**GIVEN EXERCISE:**
Pictures aside, quote the whole listing exactly.

--- START LISTING ---

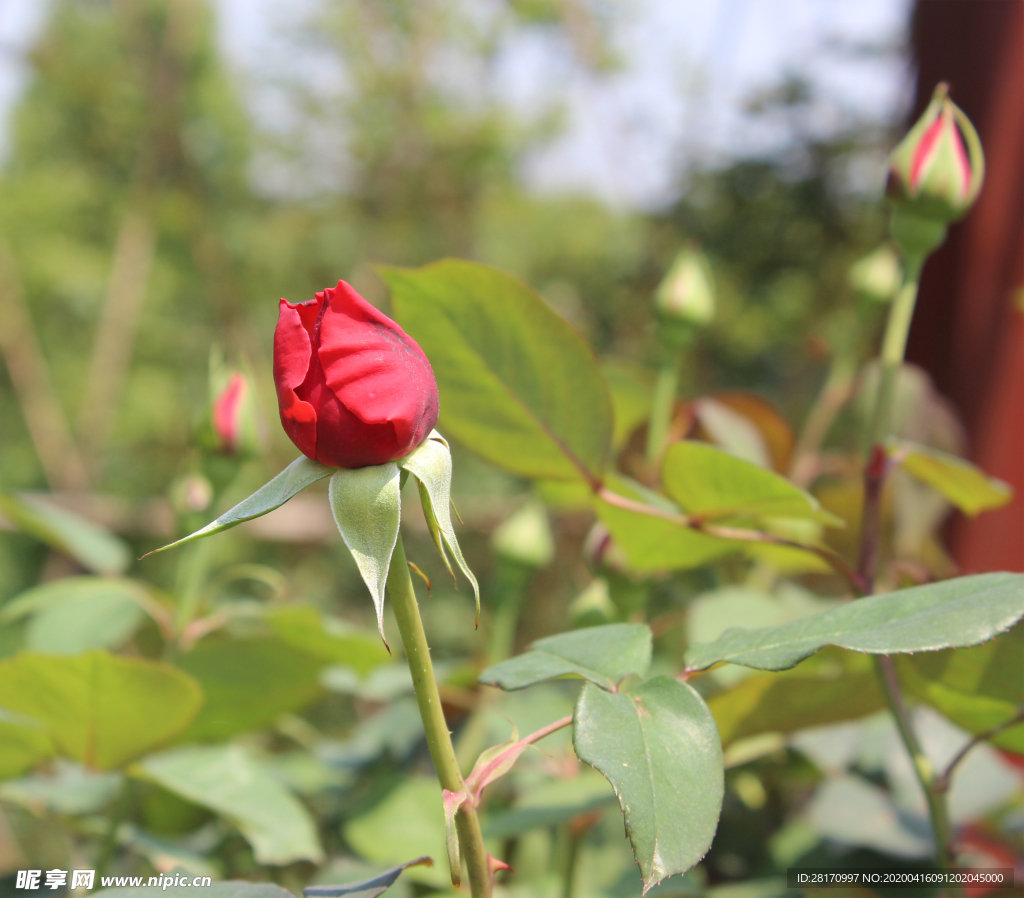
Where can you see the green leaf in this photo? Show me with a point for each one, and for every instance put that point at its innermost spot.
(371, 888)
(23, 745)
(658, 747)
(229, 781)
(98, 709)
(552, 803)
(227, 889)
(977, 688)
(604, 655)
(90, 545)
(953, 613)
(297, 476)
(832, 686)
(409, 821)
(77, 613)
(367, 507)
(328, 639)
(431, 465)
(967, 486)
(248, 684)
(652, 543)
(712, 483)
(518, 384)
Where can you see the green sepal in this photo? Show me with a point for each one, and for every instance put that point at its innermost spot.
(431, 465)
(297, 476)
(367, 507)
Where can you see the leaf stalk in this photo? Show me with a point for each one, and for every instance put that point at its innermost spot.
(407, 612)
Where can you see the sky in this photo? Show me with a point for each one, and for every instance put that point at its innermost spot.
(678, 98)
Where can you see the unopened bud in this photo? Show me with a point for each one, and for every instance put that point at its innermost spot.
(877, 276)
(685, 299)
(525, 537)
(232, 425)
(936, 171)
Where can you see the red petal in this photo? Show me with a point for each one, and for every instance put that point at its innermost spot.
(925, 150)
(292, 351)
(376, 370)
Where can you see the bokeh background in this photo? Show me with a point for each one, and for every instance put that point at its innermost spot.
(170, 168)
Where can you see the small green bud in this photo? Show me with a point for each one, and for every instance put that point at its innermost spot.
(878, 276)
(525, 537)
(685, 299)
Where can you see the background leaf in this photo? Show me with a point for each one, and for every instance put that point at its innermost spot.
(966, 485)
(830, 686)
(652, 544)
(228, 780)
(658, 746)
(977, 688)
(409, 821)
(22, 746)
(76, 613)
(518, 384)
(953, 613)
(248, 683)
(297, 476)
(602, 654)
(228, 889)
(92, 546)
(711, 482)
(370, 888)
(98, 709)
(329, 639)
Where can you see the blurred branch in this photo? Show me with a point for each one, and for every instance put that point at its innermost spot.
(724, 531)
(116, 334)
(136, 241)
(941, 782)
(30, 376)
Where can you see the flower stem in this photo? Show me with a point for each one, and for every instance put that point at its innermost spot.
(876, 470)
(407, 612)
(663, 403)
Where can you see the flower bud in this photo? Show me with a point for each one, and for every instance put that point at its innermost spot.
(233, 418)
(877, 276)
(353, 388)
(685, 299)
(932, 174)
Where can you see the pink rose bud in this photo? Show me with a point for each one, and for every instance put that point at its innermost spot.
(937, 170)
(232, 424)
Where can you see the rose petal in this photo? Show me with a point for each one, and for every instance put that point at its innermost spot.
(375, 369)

--- END LISTING ---

**SOLVED EXERCISE:**
Where can you see the green leaf in this photo? Show me with a point for each one, and for every instance put that point at its innermost spot.
(371, 888)
(23, 745)
(658, 747)
(229, 781)
(98, 709)
(552, 803)
(227, 889)
(977, 688)
(604, 655)
(90, 545)
(953, 613)
(297, 476)
(832, 686)
(409, 821)
(77, 613)
(367, 507)
(328, 639)
(431, 465)
(967, 486)
(248, 684)
(652, 543)
(712, 483)
(518, 384)
Where can you see the green sepal in this photo? Show me with a point for each one, and for every instance put that point at its innermost spot.
(431, 465)
(297, 476)
(367, 507)
Where can you see the leaf stalk in this photo? Show me with a point for each one, and for every instance put that point at its innermost spot.
(407, 612)
Where can you see the sky in this photo? Show me with a point for each one, and for every instance put that point at its innermost spot.
(678, 98)
Where can you see the unopened bud in this photo? Show me with a point for each one, and for every instance put that point at its innermost spot.
(877, 276)
(685, 299)
(525, 537)
(232, 425)
(936, 171)
Where can you see the red petal in this photo? Show me with a point for each one, and for every instance put that point at its innermost spot.
(925, 150)
(292, 351)
(376, 370)
Where can you see the bokeh background in this photo? Show me with a point for each one, and for every instance put that point at its innermost spot.
(170, 168)
Where can you see the small green bud in this photo? Show me with a point for each one, and for every instance put that point at its innermost spot.
(878, 276)
(525, 537)
(685, 299)
Where can you see the background leaf in this photo? Show me with a point for each one, and for every instance put that point at its innermost spot.
(966, 485)
(830, 686)
(652, 544)
(228, 780)
(658, 746)
(977, 688)
(409, 821)
(22, 746)
(76, 613)
(518, 384)
(953, 613)
(248, 683)
(297, 476)
(602, 654)
(228, 889)
(92, 546)
(711, 482)
(370, 888)
(98, 709)
(329, 639)
Where can you see the blurred branch in this photo? Show me with a point for each one, and for every instance put that point at its innermost spot.
(724, 531)
(116, 334)
(136, 241)
(941, 782)
(30, 376)
Where can you see the flower stem in this photo? Show me with a point for each one, and for every instance put that point at its innermost spot.
(876, 470)
(407, 612)
(663, 403)
Where can you see the flower bud in this photo? Show me with a point for each one, and for every instance put that point at its innermost spot.
(233, 418)
(877, 276)
(353, 388)
(685, 299)
(932, 174)
Where can you see the pink rose bud in this photo? Show me with a point for each one, and for every instance put that point at its innermost spot.
(937, 170)
(232, 424)
Where can you see the rose petal in this photo? Show me with a point for each one, and for every instance put that point at its innermost spot.
(375, 369)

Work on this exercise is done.